## What the exercise asks
Set down exactly the lines from the one containing "annex in the photo above." through the last line of the records below, both included, and nothing else.

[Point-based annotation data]
-*-
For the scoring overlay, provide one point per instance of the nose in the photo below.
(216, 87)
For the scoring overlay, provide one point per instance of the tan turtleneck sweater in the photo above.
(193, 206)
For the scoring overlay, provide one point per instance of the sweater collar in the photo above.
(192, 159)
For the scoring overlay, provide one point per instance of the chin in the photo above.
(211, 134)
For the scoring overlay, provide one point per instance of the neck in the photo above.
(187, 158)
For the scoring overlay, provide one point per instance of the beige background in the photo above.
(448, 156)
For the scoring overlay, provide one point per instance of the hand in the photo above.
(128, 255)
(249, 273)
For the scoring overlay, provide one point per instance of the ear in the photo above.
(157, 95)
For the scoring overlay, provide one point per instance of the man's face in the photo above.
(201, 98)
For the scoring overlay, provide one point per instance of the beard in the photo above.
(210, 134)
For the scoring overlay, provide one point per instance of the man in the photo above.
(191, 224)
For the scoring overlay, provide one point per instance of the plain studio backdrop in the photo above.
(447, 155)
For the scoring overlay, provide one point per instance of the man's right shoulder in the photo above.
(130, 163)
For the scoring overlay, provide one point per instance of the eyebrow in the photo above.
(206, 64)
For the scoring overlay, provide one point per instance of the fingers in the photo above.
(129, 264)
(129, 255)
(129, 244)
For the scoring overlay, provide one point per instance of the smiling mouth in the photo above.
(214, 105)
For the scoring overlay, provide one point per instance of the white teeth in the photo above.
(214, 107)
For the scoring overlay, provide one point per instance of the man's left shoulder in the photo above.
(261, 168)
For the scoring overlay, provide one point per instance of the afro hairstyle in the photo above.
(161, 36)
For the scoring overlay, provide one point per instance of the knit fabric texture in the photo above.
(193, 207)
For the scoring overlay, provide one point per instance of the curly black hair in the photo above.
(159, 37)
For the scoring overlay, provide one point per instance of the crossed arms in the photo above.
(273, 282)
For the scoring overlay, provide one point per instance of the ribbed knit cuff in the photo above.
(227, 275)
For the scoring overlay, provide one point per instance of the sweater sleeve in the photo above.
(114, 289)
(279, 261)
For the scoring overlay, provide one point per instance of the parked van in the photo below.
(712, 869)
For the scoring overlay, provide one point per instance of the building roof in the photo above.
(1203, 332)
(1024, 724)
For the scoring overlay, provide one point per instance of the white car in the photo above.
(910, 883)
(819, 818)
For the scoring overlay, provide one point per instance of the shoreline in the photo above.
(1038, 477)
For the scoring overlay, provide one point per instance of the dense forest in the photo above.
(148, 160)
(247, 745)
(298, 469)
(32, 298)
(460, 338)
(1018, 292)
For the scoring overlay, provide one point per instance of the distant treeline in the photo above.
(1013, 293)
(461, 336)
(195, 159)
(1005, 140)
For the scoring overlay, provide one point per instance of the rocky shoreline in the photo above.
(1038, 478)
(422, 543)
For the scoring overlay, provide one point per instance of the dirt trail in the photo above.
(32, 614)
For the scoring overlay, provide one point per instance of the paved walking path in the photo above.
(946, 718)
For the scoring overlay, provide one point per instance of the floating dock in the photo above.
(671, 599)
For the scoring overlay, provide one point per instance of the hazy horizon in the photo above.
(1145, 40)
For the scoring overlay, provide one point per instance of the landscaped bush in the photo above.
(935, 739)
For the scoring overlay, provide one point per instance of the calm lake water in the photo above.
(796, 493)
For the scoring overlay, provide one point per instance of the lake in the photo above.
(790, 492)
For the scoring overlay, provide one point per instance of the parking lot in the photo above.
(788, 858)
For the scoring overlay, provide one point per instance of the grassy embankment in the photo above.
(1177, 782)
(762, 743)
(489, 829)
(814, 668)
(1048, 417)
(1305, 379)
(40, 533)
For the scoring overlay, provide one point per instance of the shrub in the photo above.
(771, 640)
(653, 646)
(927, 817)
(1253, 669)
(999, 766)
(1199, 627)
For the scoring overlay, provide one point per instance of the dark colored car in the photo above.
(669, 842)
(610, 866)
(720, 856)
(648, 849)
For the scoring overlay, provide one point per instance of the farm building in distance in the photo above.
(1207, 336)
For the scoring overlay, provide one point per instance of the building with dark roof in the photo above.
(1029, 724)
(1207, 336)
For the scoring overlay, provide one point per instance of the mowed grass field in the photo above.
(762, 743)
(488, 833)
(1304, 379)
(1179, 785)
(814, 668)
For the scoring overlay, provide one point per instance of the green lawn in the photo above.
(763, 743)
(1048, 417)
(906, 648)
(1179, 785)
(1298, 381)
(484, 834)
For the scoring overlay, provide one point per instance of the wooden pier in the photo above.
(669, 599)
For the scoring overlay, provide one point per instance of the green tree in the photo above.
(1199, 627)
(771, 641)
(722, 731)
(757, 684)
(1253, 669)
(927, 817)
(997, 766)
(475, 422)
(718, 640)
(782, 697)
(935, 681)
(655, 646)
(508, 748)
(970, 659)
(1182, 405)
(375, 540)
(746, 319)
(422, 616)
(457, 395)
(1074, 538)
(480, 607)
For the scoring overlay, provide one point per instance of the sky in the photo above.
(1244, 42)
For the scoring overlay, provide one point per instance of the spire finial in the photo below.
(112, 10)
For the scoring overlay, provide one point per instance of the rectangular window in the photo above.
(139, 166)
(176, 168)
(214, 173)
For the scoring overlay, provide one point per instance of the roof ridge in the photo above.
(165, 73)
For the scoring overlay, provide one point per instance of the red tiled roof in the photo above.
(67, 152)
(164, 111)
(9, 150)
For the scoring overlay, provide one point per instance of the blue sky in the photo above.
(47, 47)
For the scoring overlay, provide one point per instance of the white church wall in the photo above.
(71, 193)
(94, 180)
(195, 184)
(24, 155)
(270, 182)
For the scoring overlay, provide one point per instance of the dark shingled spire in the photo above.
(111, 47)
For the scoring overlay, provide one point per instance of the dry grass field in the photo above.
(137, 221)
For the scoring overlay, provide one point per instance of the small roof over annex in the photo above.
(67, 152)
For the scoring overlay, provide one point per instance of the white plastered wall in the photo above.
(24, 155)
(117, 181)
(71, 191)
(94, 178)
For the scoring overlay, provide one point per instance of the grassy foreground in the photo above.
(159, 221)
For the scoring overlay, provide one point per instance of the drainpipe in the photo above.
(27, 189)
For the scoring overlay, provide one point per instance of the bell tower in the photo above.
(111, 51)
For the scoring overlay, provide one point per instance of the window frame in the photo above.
-*-
## Result
For the scoring overlay, provide one point per instance of the small roof over annex in the photo above.
(67, 152)
For the scoring overlay, provide one point per instance of the white plastered wall in the photo above.
(24, 155)
(117, 181)
(71, 191)
(94, 178)
For the scoring overlay, provide one point per instance of the grassy foreground in the photo above.
(159, 221)
For the scoring overlay, provide one point per instance of the drainpipe in the photo above.
(27, 189)
For the scoring overlay, provide one point per instance of the bell tower in the photo above.
(111, 51)
For the scoring overlay, provide one point per instance of the window frame in the photo above.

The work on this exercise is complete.